[Dataset excerpt]
--------------------------------

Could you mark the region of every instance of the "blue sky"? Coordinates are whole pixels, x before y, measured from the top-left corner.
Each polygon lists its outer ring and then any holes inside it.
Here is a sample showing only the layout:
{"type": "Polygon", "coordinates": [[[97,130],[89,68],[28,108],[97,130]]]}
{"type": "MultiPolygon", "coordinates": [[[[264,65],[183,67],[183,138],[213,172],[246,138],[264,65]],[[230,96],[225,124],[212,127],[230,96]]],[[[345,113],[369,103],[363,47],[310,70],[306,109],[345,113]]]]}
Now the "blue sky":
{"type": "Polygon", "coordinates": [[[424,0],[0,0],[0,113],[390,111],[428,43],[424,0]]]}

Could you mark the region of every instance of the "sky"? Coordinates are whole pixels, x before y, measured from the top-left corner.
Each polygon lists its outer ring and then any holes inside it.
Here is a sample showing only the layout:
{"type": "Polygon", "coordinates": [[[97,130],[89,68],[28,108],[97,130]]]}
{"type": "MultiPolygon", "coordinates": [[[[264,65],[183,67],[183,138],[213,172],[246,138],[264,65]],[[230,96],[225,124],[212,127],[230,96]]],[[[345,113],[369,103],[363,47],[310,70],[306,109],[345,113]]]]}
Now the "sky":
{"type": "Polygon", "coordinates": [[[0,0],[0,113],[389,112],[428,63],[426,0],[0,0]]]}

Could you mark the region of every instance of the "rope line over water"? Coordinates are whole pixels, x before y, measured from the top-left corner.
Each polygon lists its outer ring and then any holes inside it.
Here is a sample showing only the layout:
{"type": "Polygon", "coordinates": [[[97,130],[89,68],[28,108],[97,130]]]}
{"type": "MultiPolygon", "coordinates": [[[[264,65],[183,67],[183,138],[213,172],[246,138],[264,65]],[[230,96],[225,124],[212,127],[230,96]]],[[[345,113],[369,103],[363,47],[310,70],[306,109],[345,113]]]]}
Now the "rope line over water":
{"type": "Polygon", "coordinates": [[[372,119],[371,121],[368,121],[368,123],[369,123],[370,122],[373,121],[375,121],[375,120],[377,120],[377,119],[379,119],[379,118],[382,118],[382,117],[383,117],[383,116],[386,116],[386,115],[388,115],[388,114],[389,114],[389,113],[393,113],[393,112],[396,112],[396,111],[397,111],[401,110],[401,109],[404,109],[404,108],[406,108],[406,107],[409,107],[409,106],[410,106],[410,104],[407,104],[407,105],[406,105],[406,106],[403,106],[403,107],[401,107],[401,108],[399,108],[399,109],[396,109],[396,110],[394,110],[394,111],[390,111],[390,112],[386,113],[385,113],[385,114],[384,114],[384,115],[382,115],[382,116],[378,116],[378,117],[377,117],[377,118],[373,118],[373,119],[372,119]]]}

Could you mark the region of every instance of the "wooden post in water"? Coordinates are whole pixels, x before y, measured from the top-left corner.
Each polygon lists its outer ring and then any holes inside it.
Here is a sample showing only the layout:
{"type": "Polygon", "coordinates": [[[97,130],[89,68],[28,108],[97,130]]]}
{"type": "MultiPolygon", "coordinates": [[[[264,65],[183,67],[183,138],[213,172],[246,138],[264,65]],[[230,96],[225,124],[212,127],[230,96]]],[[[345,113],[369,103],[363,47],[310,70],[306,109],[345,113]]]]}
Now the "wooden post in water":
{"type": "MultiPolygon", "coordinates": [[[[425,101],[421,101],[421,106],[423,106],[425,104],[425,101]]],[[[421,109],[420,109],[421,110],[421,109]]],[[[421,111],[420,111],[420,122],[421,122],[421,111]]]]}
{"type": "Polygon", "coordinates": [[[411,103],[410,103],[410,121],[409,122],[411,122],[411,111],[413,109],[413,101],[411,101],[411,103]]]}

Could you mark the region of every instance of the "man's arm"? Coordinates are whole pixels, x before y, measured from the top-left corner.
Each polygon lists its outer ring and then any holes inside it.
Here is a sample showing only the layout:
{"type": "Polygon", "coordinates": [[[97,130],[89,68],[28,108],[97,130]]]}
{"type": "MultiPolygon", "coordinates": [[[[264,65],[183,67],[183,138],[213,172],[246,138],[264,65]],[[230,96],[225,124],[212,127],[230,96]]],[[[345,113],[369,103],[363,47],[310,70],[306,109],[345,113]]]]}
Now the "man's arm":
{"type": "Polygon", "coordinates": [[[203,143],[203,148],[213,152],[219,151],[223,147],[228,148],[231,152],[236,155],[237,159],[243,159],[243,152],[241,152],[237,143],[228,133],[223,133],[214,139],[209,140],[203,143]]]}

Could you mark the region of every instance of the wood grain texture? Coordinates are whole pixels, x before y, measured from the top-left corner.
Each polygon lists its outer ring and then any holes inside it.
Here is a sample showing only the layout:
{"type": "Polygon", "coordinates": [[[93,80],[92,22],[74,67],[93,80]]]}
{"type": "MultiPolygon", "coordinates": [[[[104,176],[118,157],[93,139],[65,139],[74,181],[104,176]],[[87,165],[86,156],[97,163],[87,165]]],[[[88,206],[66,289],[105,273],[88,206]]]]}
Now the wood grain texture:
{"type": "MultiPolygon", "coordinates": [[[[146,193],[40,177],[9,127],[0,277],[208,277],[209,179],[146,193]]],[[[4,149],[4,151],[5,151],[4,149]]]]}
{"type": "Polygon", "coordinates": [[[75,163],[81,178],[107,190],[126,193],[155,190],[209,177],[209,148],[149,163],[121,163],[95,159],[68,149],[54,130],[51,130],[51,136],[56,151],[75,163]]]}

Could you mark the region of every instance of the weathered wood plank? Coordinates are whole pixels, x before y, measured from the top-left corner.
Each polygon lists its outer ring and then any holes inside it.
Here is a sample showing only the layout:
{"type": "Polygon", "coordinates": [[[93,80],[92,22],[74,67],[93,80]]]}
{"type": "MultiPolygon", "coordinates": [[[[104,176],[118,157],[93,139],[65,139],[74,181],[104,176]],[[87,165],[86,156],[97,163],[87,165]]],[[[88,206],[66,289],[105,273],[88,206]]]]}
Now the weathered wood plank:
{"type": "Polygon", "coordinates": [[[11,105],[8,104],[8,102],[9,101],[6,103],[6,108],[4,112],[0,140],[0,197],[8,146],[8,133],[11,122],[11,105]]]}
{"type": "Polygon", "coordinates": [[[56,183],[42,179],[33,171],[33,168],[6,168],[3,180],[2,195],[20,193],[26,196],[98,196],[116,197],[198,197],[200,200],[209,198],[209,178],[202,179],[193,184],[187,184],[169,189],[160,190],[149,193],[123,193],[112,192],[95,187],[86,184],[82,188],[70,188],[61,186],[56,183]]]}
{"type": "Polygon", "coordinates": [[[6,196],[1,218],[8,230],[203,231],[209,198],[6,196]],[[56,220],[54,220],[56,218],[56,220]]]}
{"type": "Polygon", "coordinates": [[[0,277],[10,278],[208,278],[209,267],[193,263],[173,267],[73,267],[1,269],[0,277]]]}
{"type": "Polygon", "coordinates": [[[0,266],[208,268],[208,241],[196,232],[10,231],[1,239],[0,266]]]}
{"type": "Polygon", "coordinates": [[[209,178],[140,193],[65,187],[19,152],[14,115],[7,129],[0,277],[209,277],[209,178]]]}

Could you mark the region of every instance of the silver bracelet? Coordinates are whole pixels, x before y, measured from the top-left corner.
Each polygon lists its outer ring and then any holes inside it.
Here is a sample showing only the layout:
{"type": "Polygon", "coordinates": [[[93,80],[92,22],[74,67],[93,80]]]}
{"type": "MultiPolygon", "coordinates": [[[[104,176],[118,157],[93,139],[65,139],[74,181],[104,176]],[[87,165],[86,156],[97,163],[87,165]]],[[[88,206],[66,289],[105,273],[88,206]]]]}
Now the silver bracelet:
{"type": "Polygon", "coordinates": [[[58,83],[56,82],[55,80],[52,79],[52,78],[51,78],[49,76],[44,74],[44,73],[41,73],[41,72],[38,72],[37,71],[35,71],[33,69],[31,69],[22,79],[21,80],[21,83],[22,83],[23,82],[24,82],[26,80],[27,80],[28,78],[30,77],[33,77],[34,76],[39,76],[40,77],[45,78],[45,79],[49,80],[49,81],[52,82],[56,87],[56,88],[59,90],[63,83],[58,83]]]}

--------------------------------

Reproduce verbatim the lines from the one containing "Could you mark the region of every instance of the weathered" up to and including the final line of the rows above.

Could you mark the region of every instance of the weathered wood plank? Coordinates are whole pixels, x before y, measured from the top-left corner.
Each polygon lists its outer ring and then any holes inside it.
Here is a sample showing only the layout:
{"type": "Polygon", "coordinates": [[[93,80],[92,22],[74,67],[93,80]]]}
{"type": "MultiPolygon", "coordinates": [[[[104,176],[118,157],[93,139],[65,139],[74,181],[104,176]],[[87,165],[86,156],[97,163],[87,165]]],[[[88,206],[66,289],[105,273],[88,206]]]]}
Now the weathered wood plank:
{"type": "Polygon", "coordinates": [[[11,105],[8,104],[8,102],[9,101],[6,103],[6,108],[4,112],[0,140],[0,197],[8,146],[8,133],[11,122],[11,105]]]}
{"type": "Polygon", "coordinates": [[[56,183],[42,179],[33,171],[33,168],[6,168],[3,180],[2,195],[20,193],[26,196],[98,196],[116,197],[198,197],[200,200],[209,198],[209,178],[202,179],[193,184],[187,184],[169,189],[160,190],[149,193],[123,193],[112,192],[95,187],[86,184],[82,188],[70,188],[61,186],[56,183]]]}
{"type": "Polygon", "coordinates": [[[6,196],[1,218],[8,230],[203,231],[209,198],[6,196]],[[56,220],[54,220],[56,218],[56,220]]]}
{"type": "Polygon", "coordinates": [[[0,277],[10,278],[208,278],[209,267],[193,263],[173,267],[73,267],[1,269],[0,277]]]}
{"type": "Polygon", "coordinates": [[[0,266],[208,268],[208,241],[196,232],[10,231],[1,239],[0,266]]]}
{"type": "Polygon", "coordinates": [[[209,178],[140,193],[65,187],[19,152],[14,115],[7,129],[0,277],[209,277],[209,178]]]}

Could you mark the region of every instance of the silver bracelet? Coordinates are whole pixels, x before y, measured from the top-left corner.
Each polygon lists its outer ring and then any holes inside it.
Here is a sample showing only the layout:
{"type": "Polygon", "coordinates": [[[93,80],[92,22],[74,67],[93,80]]]}
{"type": "MultiPolygon", "coordinates": [[[[104,176],[118,157],[93,139],[65,139],[74,181],[104,176]],[[87,165],[86,156],[97,163],[87,165]]],[[[88,206],[66,289],[105,273],[88,206]]]]}
Now the silver bracelet:
{"type": "Polygon", "coordinates": [[[58,83],[56,82],[55,80],[52,79],[52,78],[51,78],[49,76],[44,74],[44,73],[41,73],[41,72],[38,72],[37,71],[35,71],[33,69],[31,69],[22,79],[21,80],[21,83],[22,83],[23,82],[24,82],[26,80],[27,80],[28,78],[30,77],[33,77],[34,76],[39,76],[40,77],[45,78],[45,79],[49,80],[49,81],[52,82],[56,87],[56,88],[59,90],[63,83],[58,83]]]}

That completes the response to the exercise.